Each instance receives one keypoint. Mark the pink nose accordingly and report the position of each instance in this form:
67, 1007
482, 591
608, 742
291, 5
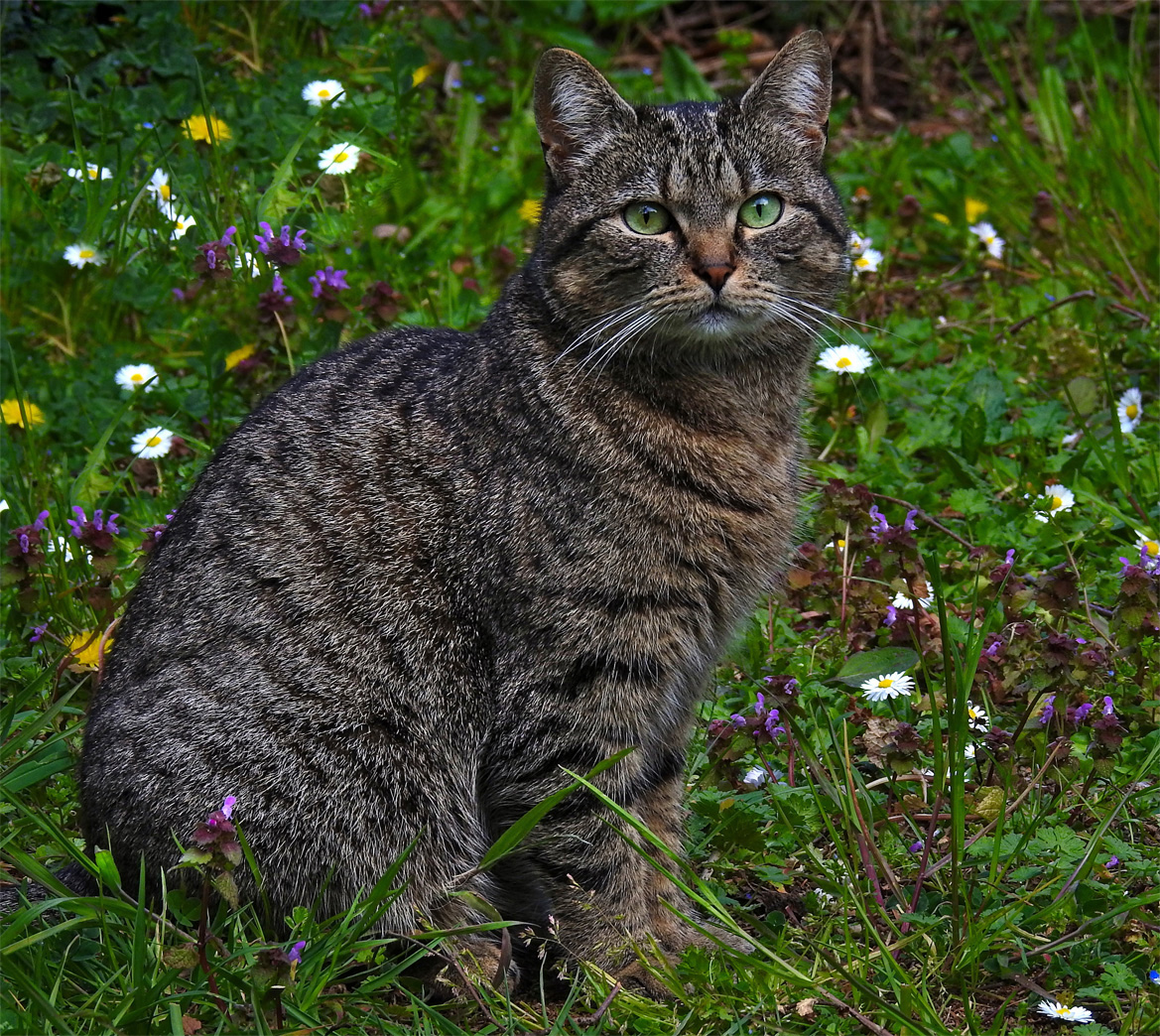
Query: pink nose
714, 274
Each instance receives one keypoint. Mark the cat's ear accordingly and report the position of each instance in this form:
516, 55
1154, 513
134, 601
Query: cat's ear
795, 89
576, 108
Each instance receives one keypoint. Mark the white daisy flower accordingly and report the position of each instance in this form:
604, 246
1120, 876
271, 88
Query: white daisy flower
247, 261
986, 233
90, 172
976, 719
159, 187
1059, 498
322, 90
887, 686
135, 375
844, 358
1129, 410
755, 777
152, 443
867, 262
858, 244
81, 255
338, 159
903, 600
180, 225
1065, 1014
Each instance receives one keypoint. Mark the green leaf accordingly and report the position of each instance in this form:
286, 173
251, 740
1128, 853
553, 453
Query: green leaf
510, 839
866, 665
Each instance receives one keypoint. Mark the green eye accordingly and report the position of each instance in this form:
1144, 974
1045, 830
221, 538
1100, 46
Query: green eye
761, 210
646, 218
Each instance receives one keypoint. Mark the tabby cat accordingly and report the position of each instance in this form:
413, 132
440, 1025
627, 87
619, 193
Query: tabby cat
438, 568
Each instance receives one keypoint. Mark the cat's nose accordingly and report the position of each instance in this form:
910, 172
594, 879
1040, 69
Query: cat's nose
714, 274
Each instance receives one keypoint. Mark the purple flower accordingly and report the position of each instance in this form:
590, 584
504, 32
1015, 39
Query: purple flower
327, 277
1049, 709
280, 248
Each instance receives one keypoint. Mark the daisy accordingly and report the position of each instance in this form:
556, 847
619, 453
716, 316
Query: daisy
1059, 498
867, 261
845, 358
338, 159
986, 233
1129, 411
1065, 1014
976, 719
159, 186
247, 261
322, 90
889, 686
135, 375
180, 225
152, 443
21, 412
197, 128
90, 172
81, 255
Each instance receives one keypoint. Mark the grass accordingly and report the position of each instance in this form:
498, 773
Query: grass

Task statement: Pictures stay out of the answer; the rest of the listing above is returned exactly.

Written response:
Each instance receives one keypoint. Mark the pink nose accordingly and report the position of each instance in this form:
67, 1007
482, 591
608, 742
291, 5
Query: pink nose
714, 274
Each instance receives one keypoint. Mark the cat's ear accordingly and report the position of each instance in this form:
516, 55
1154, 513
134, 601
Query: cat's ear
795, 89
576, 108
Each instance receives one keypoint. Mark the white daisy flower accordingly and report the position of each instance in this form:
604, 246
1120, 876
271, 88
Query: white daisy flower
247, 261
986, 233
90, 172
976, 719
159, 187
1059, 498
322, 90
887, 686
135, 375
844, 358
1129, 410
755, 777
152, 443
867, 262
858, 244
81, 255
338, 159
903, 600
180, 225
1065, 1014
Each instance receives one keypoint. Mark the green leaf accordingly and report the position of each instance in this form:
286, 173
251, 740
1128, 853
553, 453
Query: green leaf
510, 839
866, 665
Each instance receives one keypoint. Mark the green eye accordingly and report the position of each instance in this form:
1144, 974
1045, 830
221, 538
1100, 46
Query: green eye
761, 210
646, 218
Each instance receives one keypoint. Mark the tabby cat accordingly and report the position of each instance in this form:
413, 132
440, 1025
627, 87
619, 193
Query: tabby cat
438, 568
Each instance receives one keypoint. Mark the cat's nose accordingly and report the position of each instance in this form:
910, 172
594, 879
1040, 69
Query: cat's nose
714, 274
Each instance receives one keypoint. Mark the purple flower accordingly and report the position of each instance in this form:
590, 584
504, 32
1015, 39
Query: purple flower
327, 277
1049, 709
280, 248
Each instance receives one keypoint. Mark the daisy accordingly and report the position of each instance in this form:
556, 847
619, 453
716, 316
Query: daisy
1059, 498
867, 261
845, 358
338, 159
986, 233
1129, 411
1065, 1014
976, 719
159, 186
247, 261
322, 90
889, 686
135, 375
180, 225
152, 443
21, 412
197, 128
90, 172
81, 255
Each instance receives one keypoint. Mark the grass accordingly and report the position of each instance in this form:
498, 773
Query: grass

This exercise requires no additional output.